## Exercise task
Copy the records word for word, from the line containing "the front headlight." through the end of the records, and give only those lines.

* * * *

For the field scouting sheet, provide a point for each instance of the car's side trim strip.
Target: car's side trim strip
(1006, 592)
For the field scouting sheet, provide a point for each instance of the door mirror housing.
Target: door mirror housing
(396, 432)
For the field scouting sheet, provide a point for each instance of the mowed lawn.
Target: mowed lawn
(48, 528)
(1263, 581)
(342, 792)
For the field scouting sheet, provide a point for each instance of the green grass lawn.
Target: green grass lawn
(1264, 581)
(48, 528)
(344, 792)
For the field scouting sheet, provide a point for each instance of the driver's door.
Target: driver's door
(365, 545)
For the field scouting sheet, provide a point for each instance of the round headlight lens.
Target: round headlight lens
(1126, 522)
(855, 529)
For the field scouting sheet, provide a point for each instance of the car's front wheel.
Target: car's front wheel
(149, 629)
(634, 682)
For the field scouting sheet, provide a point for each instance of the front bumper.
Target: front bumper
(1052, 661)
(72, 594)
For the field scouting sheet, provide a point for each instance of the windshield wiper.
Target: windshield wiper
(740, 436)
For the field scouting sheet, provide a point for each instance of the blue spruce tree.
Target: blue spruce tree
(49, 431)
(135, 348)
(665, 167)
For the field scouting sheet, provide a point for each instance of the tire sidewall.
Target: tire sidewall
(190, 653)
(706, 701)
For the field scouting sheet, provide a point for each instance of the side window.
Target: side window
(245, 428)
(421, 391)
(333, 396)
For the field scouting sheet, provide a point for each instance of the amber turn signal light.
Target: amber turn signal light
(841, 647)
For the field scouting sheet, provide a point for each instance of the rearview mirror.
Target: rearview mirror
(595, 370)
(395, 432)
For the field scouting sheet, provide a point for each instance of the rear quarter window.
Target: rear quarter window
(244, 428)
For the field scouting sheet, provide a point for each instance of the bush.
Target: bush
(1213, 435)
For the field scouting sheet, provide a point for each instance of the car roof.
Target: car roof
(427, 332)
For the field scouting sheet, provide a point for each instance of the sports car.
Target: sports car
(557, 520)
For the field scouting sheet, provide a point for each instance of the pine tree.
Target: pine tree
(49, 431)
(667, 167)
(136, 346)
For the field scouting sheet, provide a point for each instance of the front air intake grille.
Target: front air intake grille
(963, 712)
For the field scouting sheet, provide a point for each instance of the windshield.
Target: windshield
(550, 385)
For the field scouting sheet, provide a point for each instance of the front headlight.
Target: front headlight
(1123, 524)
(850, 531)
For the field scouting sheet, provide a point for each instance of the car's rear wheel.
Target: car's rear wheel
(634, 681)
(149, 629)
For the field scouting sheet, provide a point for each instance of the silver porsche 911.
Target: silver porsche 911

* * * *

## Answer in full
For the field scouting sheet, provide a point for each instance of the front headlight.
Target: front headlight
(1123, 524)
(850, 531)
For the field scouting sheet, provide a point for each instance of the car's rear wheel.
Target: car's rear wheel
(634, 681)
(149, 629)
For the field scouting sheet, provide a point for each instance of the silver porsche 911.
Target: silver porsche 911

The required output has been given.